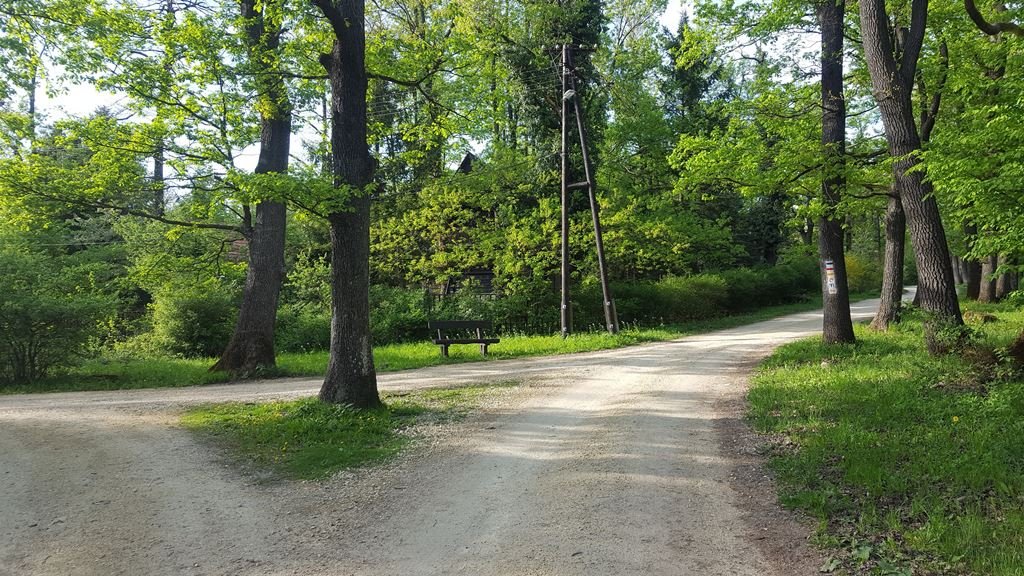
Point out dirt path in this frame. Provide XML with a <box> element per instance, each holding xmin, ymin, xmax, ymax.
<box><xmin>0</xmin><ymin>297</ymin><xmax>888</xmax><ymax>575</ymax></box>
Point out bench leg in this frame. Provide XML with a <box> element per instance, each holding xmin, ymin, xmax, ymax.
<box><xmin>441</xmin><ymin>345</ymin><xmax>449</xmax><ymax>358</ymax></box>
<box><xmin>480</xmin><ymin>343</ymin><xmax>488</xmax><ymax>356</ymax></box>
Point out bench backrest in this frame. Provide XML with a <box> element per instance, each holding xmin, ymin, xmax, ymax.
<box><xmin>428</xmin><ymin>320</ymin><xmax>493</xmax><ymax>331</ymax></box>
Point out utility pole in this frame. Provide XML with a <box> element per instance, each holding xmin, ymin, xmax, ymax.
<box><xmin>558</xmin><ymin>44</ymin><xmax>618</xmax><ymax>336</ymax></box>
<box><xmin>560</xmin><ymin>44</ymin><xmax>573</xmax><ymax>338</ymax></box>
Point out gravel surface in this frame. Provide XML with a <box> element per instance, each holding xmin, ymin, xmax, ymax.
<box><xmin>0</xmin><ymin>297</ymin><xmax>891</xmax><ymax>575</ymax></box>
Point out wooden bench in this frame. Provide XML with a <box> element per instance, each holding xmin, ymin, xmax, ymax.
<box><xmin>428</xmin><ymin>320</ymin><xmax>500</xmax><ymax>357</ymax></box>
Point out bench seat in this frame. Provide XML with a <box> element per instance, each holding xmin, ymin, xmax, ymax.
<box><xmin>428</xmin><ymin>320</ymin><xmax>500</xmax><ymax>357</ymax></box>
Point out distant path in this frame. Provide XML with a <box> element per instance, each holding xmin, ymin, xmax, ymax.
<box><xmin>0</xmin><ymin>295</ymin><xmax>898</xmax><ymax>575</ymax></box>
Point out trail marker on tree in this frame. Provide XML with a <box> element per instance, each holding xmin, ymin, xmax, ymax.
<box><xmin>824</xmin><ymin>259</ymin><xmax>838</xmax><ymax>295</ymax></box>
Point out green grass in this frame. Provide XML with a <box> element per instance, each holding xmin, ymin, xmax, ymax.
<box><xmin>181</xmin><ymin>382</ymin><xmax>513</xmax><ymax>479</ymax></box>
<box><xmin>749</xmin><ymin>302</ymin><xmax>1024</xmax><ymax>575</ymax></box>
<box><xmin>0</xmin><ymin>356</ymin><xmax>234</xmax><ymax>394</ymax></box>
<box><xmin>3</xmin><ymin>295</ymin><xmax>855</xmax><ymax>394</ymax></box>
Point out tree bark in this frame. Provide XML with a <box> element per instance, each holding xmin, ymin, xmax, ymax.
<box><xmin>858</xmin><ymin>0</ymin><xmax>963</xmax><ymax>353</ymax></box>
<box><xmin>818</xmin><ymin>0</ymin><xmax>854</xmax><ymax>344</ymax></box>
<box><xmin>979</xmin><ymin>254</ymin><xmax>998</xmax><ymax>302</ymax></box>
<box><xmin>153</xmin><ymin>145</ymin><xmax>166</xmax><ymax>216</ymax></box>
<box><xmin>871</xmin><ymin>192</ymin><xmax>906</xmax><ymax>330</ymax></box>
<box><xmin>211</xmin><ymin>0</ymin><xmax>291</xmax><ymax>375</ymax></box>
<box><xmin>963</xmin><ymin>222</ymin><xmax>981</xmax><ymax>299</ymax></box>
<box><xmin>996</xmin><ymin>255</ymin><xmax>1014</xmax><ymax>299</ymax></box>
<box><xmin>951</xmin><ymin>255</ymin><xmax>962</xmax><ymax>285</ymax></box>
<box><xmin>315</xmin><ymin>0</ymin><xmax>381</xmax><ymax>408</ymax></box>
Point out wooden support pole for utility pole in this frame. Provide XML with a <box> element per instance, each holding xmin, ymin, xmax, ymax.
<box><xmin>566</xmin><ymin>48</ymin><xmax>618</xmax><ymax>334</ymax></box>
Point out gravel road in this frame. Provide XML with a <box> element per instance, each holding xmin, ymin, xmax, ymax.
<box><xmin>0</xmin><ymin>297</ymin><xmax>889</xmax><ymax>575</ymax></box>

◆ ◆ ◆ ◆

▶ **REQUIRED ACTION**:
The answer should be an exact copy of the lines from the one containing "Point out wooden support" through the last line of the entries, both included.

▶ **EXERCISE SOLUTION**:
Point out wooden support pole for utility pole in this frame. Provide XML with a <box> element per instance, each holding xmin, ymin, xmax, ymax.
<box><xmin>566</xmin><ymin>48</ymin><xmax>618</xmax><ymax>334</ymax></box>
Point out gravel road in this frame. Provide XML with a <box> element per instance, each holding xmin, ymin, xmax, ymax.
<box><xmin>0</xmin><ymin>297</ymin><xmax>889</xmax><ymax>575</ymax></box>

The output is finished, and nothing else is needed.